[Recorded data]
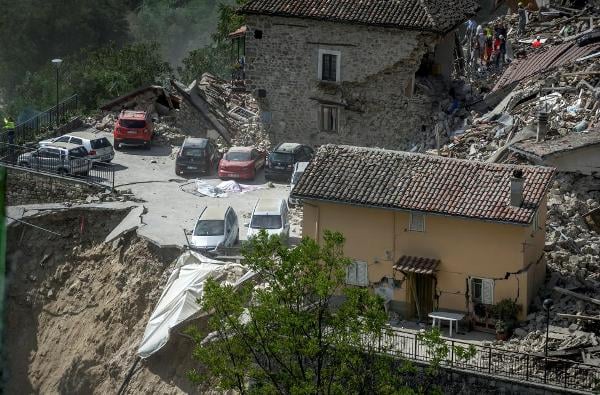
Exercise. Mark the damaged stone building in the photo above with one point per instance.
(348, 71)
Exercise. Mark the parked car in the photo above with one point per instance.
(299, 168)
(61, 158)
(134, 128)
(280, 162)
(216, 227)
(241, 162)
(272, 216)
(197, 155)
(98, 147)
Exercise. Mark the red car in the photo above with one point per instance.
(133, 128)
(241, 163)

* * *

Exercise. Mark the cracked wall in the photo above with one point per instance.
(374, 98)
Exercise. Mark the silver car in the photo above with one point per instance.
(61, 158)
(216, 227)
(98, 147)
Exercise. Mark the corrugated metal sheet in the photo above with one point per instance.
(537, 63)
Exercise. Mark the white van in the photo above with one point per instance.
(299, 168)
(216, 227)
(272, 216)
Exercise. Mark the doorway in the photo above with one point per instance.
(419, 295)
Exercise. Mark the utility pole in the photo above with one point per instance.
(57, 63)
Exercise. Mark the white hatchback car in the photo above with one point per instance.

...

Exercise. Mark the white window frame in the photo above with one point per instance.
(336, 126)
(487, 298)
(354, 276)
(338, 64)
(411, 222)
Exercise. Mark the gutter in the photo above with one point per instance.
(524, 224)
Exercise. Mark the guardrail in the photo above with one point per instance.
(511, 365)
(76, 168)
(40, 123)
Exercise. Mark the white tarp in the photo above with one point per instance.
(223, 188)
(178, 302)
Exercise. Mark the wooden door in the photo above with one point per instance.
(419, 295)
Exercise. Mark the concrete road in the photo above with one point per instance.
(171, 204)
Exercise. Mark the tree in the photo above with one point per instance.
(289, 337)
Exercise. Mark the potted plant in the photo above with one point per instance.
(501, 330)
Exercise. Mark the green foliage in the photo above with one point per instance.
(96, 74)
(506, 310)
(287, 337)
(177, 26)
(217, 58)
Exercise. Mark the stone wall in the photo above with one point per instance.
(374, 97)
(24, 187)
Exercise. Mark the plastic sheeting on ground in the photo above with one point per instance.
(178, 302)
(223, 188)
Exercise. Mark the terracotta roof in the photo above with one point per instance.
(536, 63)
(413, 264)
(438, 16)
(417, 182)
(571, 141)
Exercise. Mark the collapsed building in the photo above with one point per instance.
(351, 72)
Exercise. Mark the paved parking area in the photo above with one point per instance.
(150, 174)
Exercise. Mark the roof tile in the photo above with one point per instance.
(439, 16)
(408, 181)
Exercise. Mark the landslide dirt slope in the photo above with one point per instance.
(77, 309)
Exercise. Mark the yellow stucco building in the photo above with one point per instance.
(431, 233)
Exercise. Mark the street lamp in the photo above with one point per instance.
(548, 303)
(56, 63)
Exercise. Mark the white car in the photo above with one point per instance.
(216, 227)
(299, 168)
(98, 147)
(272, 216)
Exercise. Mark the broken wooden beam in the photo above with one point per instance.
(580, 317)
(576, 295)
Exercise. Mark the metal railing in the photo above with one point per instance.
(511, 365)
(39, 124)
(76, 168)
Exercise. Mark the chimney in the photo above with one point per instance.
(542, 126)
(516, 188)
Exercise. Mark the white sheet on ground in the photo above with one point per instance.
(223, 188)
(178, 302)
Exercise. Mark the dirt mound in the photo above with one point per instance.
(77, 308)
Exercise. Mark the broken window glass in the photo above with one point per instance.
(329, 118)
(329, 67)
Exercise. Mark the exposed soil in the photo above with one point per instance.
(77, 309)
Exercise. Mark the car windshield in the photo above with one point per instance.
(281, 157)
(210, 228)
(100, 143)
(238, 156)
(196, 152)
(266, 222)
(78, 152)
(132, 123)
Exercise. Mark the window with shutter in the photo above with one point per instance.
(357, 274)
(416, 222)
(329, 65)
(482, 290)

### Required task
Report every line in the records that contains the string "wall", treating uppercase and lowercase as different.

### Solution for this exercise
Exercise. Mark the cracked wall in the photo above with one point per instance.
Exercise. Mark the stone wall in the photo above with one point per instance.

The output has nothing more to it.